─── Material
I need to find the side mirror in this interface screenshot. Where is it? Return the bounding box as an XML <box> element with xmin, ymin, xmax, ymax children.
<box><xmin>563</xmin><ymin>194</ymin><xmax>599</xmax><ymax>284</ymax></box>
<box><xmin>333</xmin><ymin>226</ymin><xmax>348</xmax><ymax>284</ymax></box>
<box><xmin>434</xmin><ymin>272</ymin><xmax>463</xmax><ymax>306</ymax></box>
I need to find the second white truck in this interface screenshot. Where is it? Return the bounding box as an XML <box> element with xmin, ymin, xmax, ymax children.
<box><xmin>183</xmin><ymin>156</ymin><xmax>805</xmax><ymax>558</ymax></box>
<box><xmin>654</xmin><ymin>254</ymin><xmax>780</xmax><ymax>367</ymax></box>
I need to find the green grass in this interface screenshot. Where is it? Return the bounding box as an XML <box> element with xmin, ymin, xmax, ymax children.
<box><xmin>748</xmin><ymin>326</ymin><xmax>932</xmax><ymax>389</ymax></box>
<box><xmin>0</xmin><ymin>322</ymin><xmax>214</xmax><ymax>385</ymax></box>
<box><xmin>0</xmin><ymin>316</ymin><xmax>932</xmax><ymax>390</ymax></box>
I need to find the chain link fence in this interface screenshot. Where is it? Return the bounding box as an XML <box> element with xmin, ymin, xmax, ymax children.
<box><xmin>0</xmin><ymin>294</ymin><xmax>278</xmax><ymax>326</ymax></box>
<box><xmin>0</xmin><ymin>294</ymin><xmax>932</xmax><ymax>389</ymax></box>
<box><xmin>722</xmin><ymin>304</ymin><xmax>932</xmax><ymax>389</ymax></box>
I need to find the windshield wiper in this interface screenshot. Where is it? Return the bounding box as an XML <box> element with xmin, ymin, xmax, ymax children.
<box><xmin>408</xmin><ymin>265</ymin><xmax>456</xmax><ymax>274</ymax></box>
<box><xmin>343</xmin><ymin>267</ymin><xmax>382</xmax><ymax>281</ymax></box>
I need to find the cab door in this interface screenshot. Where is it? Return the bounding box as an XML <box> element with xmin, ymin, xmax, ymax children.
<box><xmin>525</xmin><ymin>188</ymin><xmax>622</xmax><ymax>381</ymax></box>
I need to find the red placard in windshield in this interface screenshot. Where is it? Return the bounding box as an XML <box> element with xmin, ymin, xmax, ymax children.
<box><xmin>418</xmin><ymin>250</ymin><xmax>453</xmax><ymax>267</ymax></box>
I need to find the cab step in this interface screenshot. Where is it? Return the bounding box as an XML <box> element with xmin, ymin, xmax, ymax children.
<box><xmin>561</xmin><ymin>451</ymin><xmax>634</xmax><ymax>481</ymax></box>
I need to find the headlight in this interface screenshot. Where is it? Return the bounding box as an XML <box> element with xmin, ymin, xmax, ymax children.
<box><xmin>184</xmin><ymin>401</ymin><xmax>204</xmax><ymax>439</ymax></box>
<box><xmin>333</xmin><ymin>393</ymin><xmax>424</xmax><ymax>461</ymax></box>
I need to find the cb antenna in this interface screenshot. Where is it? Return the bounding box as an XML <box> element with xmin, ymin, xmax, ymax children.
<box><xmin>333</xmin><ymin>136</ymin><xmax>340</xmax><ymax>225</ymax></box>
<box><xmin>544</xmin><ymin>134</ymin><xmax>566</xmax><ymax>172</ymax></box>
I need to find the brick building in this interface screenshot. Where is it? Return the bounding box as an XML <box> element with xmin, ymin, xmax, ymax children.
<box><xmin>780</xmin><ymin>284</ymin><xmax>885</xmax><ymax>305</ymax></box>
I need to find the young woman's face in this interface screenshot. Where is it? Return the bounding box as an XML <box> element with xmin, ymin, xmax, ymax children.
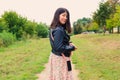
<box><xmin>59</xmin><ymin>12</ymin><xmax>67</xmax><ymax>24</ymax></box>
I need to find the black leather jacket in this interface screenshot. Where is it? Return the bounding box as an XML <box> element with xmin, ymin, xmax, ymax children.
<box><xmin>49</xmin><ymin>26</ymin><xmax>75</xmax><ymax>57</ymax></box>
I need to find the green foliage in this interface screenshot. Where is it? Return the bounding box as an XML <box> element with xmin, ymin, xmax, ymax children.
<box><xmin>0</xmin><ymin>11</ymin><xmax>48</xmax><ymax>40</ymax></box>
<box><xmin>0</xmin><ymin>31</ymin><xmax>16</xmax><ymax>47</ymax></box>
<box><xmin>0</xmin><ymin>38</ymin><xmax>50</xmax><ymax>80</ymax></box>
<box><xmin>24</xmin><ymin>21</ymin><xmax>37</xmax><ymax>37</ymax></box>
<box><xmin>72</xmin><ymin>34</ymin><xmax>120</xmax><ymax>80</ymax></box>
<box><xmin>88</xmin><ymin>22</ymin><xmax>99</xmax><ymax>32</ymax></box>
<box><xmin>36</xmin><ymin>23</ymin><xmax>48</xmax><ymax>38</ymax></box>
<box><xmin>73</xmin><ymin>22</ymin><xmax>82</xmax><ymax>34</ymax></box>
<box><xmin>0</xmin><ymin>18</ymin><xmax>8</xmax><ymax>32</ymax></box>
<box><xmin>93</xmin><ymin>2</ymin><xmax>113</xmax><ymax>27</ymax></box>
<box><xmin>73</xmin><ymin>17</ymin><xmax>92</xmax><ymax>34</ymax></box>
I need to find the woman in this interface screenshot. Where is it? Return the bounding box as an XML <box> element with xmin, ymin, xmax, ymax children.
<box><xmin>49</xmin><ymin>8</ymin><xmax>76</xmax><ymax>80</ymax></box>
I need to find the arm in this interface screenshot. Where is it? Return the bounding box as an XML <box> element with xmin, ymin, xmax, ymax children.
<box><xmin>53</xmin><ymin>29</ymin><xmax>75</xmax><ymax>53</ymax></box>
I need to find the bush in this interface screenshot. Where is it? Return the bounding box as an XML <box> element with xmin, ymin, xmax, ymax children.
<box><xmin>0</xmin><ymin>31</ymin><xmax>16</xmax><ymax>47</ymax></box>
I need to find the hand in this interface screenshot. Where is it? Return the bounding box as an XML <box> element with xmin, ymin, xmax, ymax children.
<box><xmin>69</xmin><ymin>43</ymin><xmax>77</xmax><ymax>49</ymax></box>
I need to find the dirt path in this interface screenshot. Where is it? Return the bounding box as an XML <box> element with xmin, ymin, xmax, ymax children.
<box><xmin>37</xmin><ymin>63</ymin><xmax>80</xmax><ymax>80</ymax></box>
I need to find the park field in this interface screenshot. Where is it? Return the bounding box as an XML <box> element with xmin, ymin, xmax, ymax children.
<box><xmin>0</xmin><ymin>34</ymin><xmax>120</xmax><ymax>80</ymax></box>
<box><xmin>72</xmin><ymin>34</ymin><xmax>120</xmax><ymax>80</ymax></box>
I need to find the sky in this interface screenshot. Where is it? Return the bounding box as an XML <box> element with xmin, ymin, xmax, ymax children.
<box><xmin>0</xmin><ymin>0</ymin><xmax>107</xmax><ymax>25</ymax></box>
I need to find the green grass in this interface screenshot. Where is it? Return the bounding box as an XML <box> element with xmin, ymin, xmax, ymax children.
<box><xmin>72</xmin><ymin>34</ymin><xmax>120</xmax><ymax>80</ymax></box>
<box><xmin>0</xmin><ymin>38</ymin><xmax>50</xmax><ymax>80</ymax></box>
<box><xmin>0</xmin><ymin>34</ymin><xmax>120</xmax><ymax>80</ymax></box>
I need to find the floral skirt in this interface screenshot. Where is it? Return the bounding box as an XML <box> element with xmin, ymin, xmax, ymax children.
<box><xmin>48</xmin><ymin>53</ymin><xmax>73</xmax><ymax>80</ymax></box>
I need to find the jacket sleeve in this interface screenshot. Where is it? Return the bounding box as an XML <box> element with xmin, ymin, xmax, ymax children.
<box><xmin>53</xmin><ymin>29</ymin><xmax>75</xmax><ymax>53</ymax></box>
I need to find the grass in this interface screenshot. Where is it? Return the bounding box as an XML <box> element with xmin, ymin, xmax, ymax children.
<box><xmin>0</xmin><ymin>38</ymin><xmax>50</xmax><ymax>80</ymax></box>
<box><xmin>0</xmin><ymin>34</ymin><xmax>120</xmax><ymax>80</ymax></box>
<box><xmin>72</xmin><ymin>34</ymin><xmax>120</xmax><ymax>80</ymax></box>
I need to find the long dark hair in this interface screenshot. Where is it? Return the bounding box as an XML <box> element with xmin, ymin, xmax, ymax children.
<box><xmin>50</xmin><ymin>8</ymin><xmax>72</xmax><ymax>33</ymax></box>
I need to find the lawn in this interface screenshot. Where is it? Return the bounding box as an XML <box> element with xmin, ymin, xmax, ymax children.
<box><xmin>0</xmin><ymin>38</ymin><xmax>50</xmax><ymax>80</ymax></box>
<box><xmin>72</xmin><ymin>34</ymin><xmax>120</xmax><ymax>80</ymax></box>
<box><xmin>0</xmin><ymin>34</ymin><xmax>120</xmax><ymax>80</ymax></box>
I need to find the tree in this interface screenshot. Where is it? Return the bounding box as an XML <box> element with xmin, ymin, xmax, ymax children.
<box><xmin>88</xmin><ymin>22</ymin><xmax>99</xmax><ymax>32</ymax></box>
<box><xmin>93</xmin><ymin>2</ymin><xmax>113</xmax><ymax>31</ymax></box>
<box><xmin>0</xmin><ymin>18</ymin><xmax>9</xmax><ymax>32</ymax></box>
<box><xmin>36</xmin><ymin>23</ymin><xmax>48</xmax><ymax>38</ymax></box>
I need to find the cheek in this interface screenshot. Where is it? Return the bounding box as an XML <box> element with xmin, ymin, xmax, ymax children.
<box><xmin>59</xmin><ymin>16</ymin><xmax>62</xmax><ymax>22</ymax></box>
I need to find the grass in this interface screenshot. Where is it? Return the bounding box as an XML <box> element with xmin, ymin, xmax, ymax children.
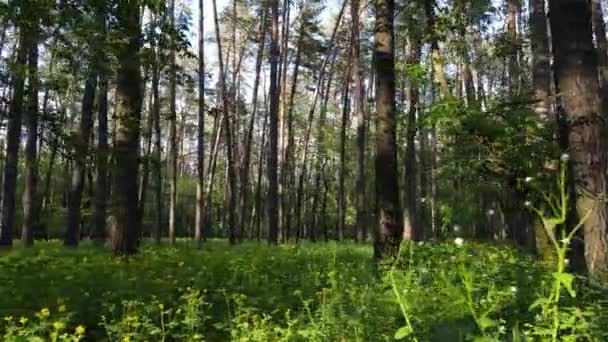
<box><xmin>0</xmin><ymin>240</ymin><xmax>608</xmax><ymax>341</ymax></box>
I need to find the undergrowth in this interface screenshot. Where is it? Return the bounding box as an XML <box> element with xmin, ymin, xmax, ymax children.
<box><xmin>0</xmin><ymin>240</ymin><xmax>608</xmax><ymax>342</ymax></box>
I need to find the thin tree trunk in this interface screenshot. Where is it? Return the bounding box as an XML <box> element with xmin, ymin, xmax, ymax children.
<box><xmin>591</xmin><ymin>0</ymin><xmax>608</xmax><ymax>117</ymax></box>
<box><xmin>213</xmin><ymin>0</ymin><xmax>238</xmax><ymax>243</ymax></box>
<box><xmin>295</xmin><ymin>0</ymin><xmax>347</xmax><ymax>238</ymax></box>
<box><xmin>64</xmin><ymin>73</ymin><xmax>97</xmax><ymax>246</ymax></box>
<box><xmin>194</xmin><ymin>0</ymin><xmax>205</xmax><ymax>244</ymax></box>
<box><xmin>167</xmin><ymin>0</ymin><xmax>179</xmax><ymax>244</ymax></box>
<box><xmin>240</xmin><ymin>8</ymin><xmax>268</xmax><ymax>235</ymax></box>
<box><xmin>0</xmin><ymin>28</ymin><xmax>29</xmax><ymax>246</ymax></box>
<box><xmin>267</xmin><ymin>0</ymin><xmax>279</xmax><ymax>245</ymax></box>
<box><xmin>337</xmin><ymin>64</ymin><xmax>352</xmax><ymax>241</ymax></box>
<box><xmin>21</xmin><ymin>28</ymin><xmax>39</xmax><ymax>246</ymax></box>
<box><xmin>92</xmin><ymin>72</ymin><xmax>109</xmax><ymax>244</ymax></box>
<box><xmin>112</xmin><ymin>1</ymin><xmax>142</xmax><ymax>255</ymax></box>
<box><xmin>350</xmin><ymin>0</ymin><xmax>367</xmax><ymax>241</ymax></box>
<box><xmin>403</xmin><ymin>33</ymin><xmax>424</xmax><ymax>241</ymax></box>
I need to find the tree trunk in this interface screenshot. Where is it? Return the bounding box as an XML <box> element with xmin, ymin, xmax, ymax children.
<box><xmin>267</xmin><ymin>0</ymin><xmax>279</xmax><ymax>245</ymax></box>
<box><xmin>374</xmin><ymin>0</ymin><xmax>403</xmax><ymax>258</ymax></box>
<box><xmin>194</xmin><ymin>0</ymin><xmax>205</xmax><ymax>244</ymax></box>
<box><xmin>591</xmin><ymin>0</ymin><xmax>608</xmax><ymax>114</ymax></box>
<box><xmin>337</xmin><ymin>67</ymin><xmax>351</xmax><ymax>241</ymax></box>
<box><xmin>64</xmin><ymin>72</ymin><xmax>97</xmax><ymax>246</ymax></box>
<box><xmin>240</xmin><ymin>8</ymin><xmax>268</xmax><ymax>235</ymax></box>
<box><xmin>210</xmin><ymin>0</ymin><xmax>238</xmax><ymax>244</ymax></box>
<box><xmin>550</xmin><ymin>0</ymin><xmax>608</xmax><ymax>277</ymax></box>
<box><xmin>112</xmin><ymin>1</ymin><xmax>142</xmax><ymax>255</ymax></box>
<box><xmin>0</xmin><ymin>28</ymin><xmax>29</xmax><ymax>246</ymax></box>
<box><xmin>350</xmin><ymin>0</ymin><xmax>367</xmax><ymax>241</ymax></box>
<box><xmin>528</xmin><ymin>0</ymin><xmax>551</xmax><ymax>120</ymax></box>
<box><xmin>403</xmin><ymin>33</ymin><xmax>423</xmax><ymax>241</ymax></box>
<box><xmin>167</xmin><ymin>0</ymin><xmax>179</xmax><ymax>244</ymax></box>
<box><xmin>21</xmin><ymin>28</ymin><xmax>39</xmax><ymax>246</ymax></box>
<box><xmin>92</xmin><ymin>72</ymin><xmax>109</xmax><ymax>244</ymax></box>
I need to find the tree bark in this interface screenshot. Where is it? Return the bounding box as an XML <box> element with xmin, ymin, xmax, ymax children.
<box><xmin>64</xmin><ymin>73</ymin><xmax>97</xmax><ymax>246</ymax></box>
<box><xmin>240</xmin><ymin>8</ymin><xmax>268</xmax><ymax>235</ymax></box>
<box><xmin>167</xmin><ymin>0</ymin><xmax>179</xmax><ymax>244</ymax></box>
<box><xmin>0</xmin><ymin>27</ymin><xmax>29</xmax><ymax>246</ymax></box>
<box><xmin>528</xmin><ymin>0</ymin><xmax>551</xmax><ymax>120</ymax></box>
<box><xmin>194</xmin><ymin>0</ymin><xmax>205</xmax><ymax>244</ymax></box>
<box><xmin>403</xmin><ymin>33</ymin><xmax>424</xmax><ymax>241</ymax></box>
<box><xmin>350</xmin><ymin>0</ymin><xmax>367</xmax><ymax>241</ymax></box>
<box><xmin>549</xmin><ymin>0</ymin><xmax>608</xmax><ymax>277</ymax></box>
<box><xmin>591</xmin><ymin>0</ymin><xmax>608</xmax><ymax>114</ymax></box>
<box><xmin>21</xmin><ymin>27</ymin><xmax>39</xmax><ymax>246</ymax></box>
<box><xmin>374</xmin><ymin>0</ymin><xmax>403</xmax><ymax>258</ymax></box>
<box><xmin>267</xmin><ymin>0</ymin><xmax>279</xmax><ymax>245</ymax></box>
<box><xmin>112</xmin><ymin>1</ymin><xmax>142</xmax><ymax>255</ymax></box>
<box><xmin>213</xmin><ymin>0</ymin><xmax>238</xmax><ymax>244</ymax></box>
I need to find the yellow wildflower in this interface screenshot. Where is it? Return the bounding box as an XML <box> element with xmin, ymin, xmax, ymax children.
<box><xmin>40</xmin><ymin>308</ymin><xmax>51</xmax><ymax>317</ymax></box>
<box><xmin>53</xmin><ymin>321</ymin><xmax>65</xmax><ymax>330</ymax></box>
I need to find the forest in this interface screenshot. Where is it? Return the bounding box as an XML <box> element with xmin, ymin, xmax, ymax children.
<box><xmin>0</xmin><ymin>0</ymin><xmax>608</xmax><ymax>342</ymax></box>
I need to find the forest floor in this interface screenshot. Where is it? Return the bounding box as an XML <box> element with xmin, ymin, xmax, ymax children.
<box><xmin>0</xmin><ymin>240</ymin><xmax>608</xmax><ymax>342</ymax></box>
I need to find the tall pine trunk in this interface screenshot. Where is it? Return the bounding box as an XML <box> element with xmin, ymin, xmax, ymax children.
<box><xmin>112</xmin><ymin>1</ymin><xmax>142</xmax><ymax>255</ymax></box>
<box><xmin>194</xmin><ymin>0</ymin><xmax>205</xmax><ymax>243</ymax></box>
<box><xmin>267</xmin><ymin>0</ymin><xmax>279</xmax><ymax>245</ymax></box>
<box><xmin>0</xmin><ymin>27</ymin><xmax>30</xmax><ymax>246</ymax></box>
<box><xmin>167</xmin><ymin>0</ymin><xmax>179</xmax><ymax>244</ymax></box>
<box><xmin>21</xmin><ymin>28</ymin><xmax>39</xmax><ymax>246</ymax></box>
<box><xmin>374</xmin><ymin>0</ymin><xmax>403</xmax><ymax>258</ymax></box>
<box><xmin>350</xmin><ymin>0</ymin><xmax>367</xmax><ymax>241</ymax></box>
<box><xmin>550</xmin><ymin>0</ymin><xmax>608</xmax><ymax>277</ymax></box>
──────
From the records above, pull out every line that contains the string "windshield", matching case exactly.

I need to find the windshield wiper in this interface screenshot. Where is it? Return the bounding box as an XML <box> element with xmin, ymin, xmax, ymax children.
I need to find the red placard in windshield in this interface screenshot. Where is it? Return the bounding box as an XML <box> element with xmin, ymin, xmax, ymax children.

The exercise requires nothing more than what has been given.